## Document text
····················
Julian Barnes: Resurrecting Sir Arthur Conan Doyle
His new novel resurrects Sir Arthur Conan Doyle and a real-life mystery. He talks to Robert Hanks about history, speculation - and sex
Friday 08 July 2005
It's a little bit like what Barnes does in Arthur & George (Cape, £17.99). George is a young Birmingham solicitor, son of a country vicar, who in 1903 was convicted, on the flimsiest evidence, of maiming horses around his father's parish of Great Wyrley in Staffordshire. His story alternates with that of Arthur - Sir Arthur Conan Doyle, who was inspired by the manifest injustices of his case to become his own Sherlock Holmes and set out to prove George's innocence. The Great Wyrley Outrages created an uproar a century ago, and its aftermath included the setting up of the Appeals Court. But now, Barnes says, "It makes not a ripple anywhere, it's gone. I wrote about it because I couldn't read about it."
Sitting in his north London local, breaking off occasionally to watch Roger Federer cruise through the semis at Wimbledon, Barnes told me about his first encounter with the Great Wyrley Outrages. It came in a book on the Dreyfus Affair by the late Douglas Johnson. In an aside, Johnson pointed out the parallels between the two cases. Both involved manipulation of evidence by authorities certain they had found the right man, forgery, a miscarriage of justice, hard labour, and a racial element: George's clergyman father was a converted Parsee from Bombay. In both cases, a famous writer came to the rescue: Zola of Dreyfus, Conan Doyle of George. Why, then, had George's case vanished? True, the Dreyfus Affair involved treason, while the Great Wyrley Outrage involved mutilation of animals; but then the British are probably more shocked by mutilation of animals than by treason.
····················
## To do
1 – Decide whether each of these statements agrees with the article, answering yes or no and quoting the words that settle it: (a) George was convicted in 1903 of maiming horses; (b) Barnes first came across the Great Wyrley Outrages in a book on the Dreyfus Affair; (c) George's father was a Birmingham solicitor.
2 – Copy word for word the part of the article that opens with the words containing "Sitting in his" and closes with "than by treason.".
The data after this point is separate from the article.
····················
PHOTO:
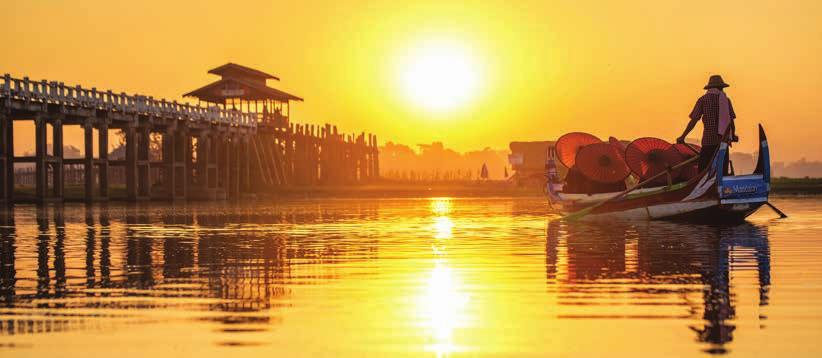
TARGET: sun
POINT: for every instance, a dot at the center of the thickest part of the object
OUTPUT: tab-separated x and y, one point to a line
439	76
····················
## Responses to the tasks
1 –
(a) Yes: "who in 1903 was convicted, on the flimsiest evidence, of maiming horses"
(b) Yes: "It came in a book on the Dreyfus Affair by the late Douglas Johnson."
(c) No: "George is a young Birmingham solicitor, son of a country vicar"

2 –
Sitting in his north London local, breaking off occasionally to watch Roger Federer cruise through the semis at Wimbledon, Barnes told me about his first encounter with the Great Wyrley Outrages. It came in a book on the Dreyfus Affair by the late Douglas Johnson. In an aside, Johnson pointed out the parallels between the two cases. Both involved manipulation of evidence by authorities certain they had found the right man, forgery, a miscarriage of justice, hard labour, and a racial element: George's clergyman father was a converted Parsee from Bombay. In both cases, a famous writer came to the rescue: Zola of Dreyfus, Conan Doyle of George. Why, then, had George's case vanished? True, the Dreyfus Affair involved treason, while the Great Wyrley Outrage involved mutilation of animals; but then the British are probably more shocked by mutilation of animals than by treason.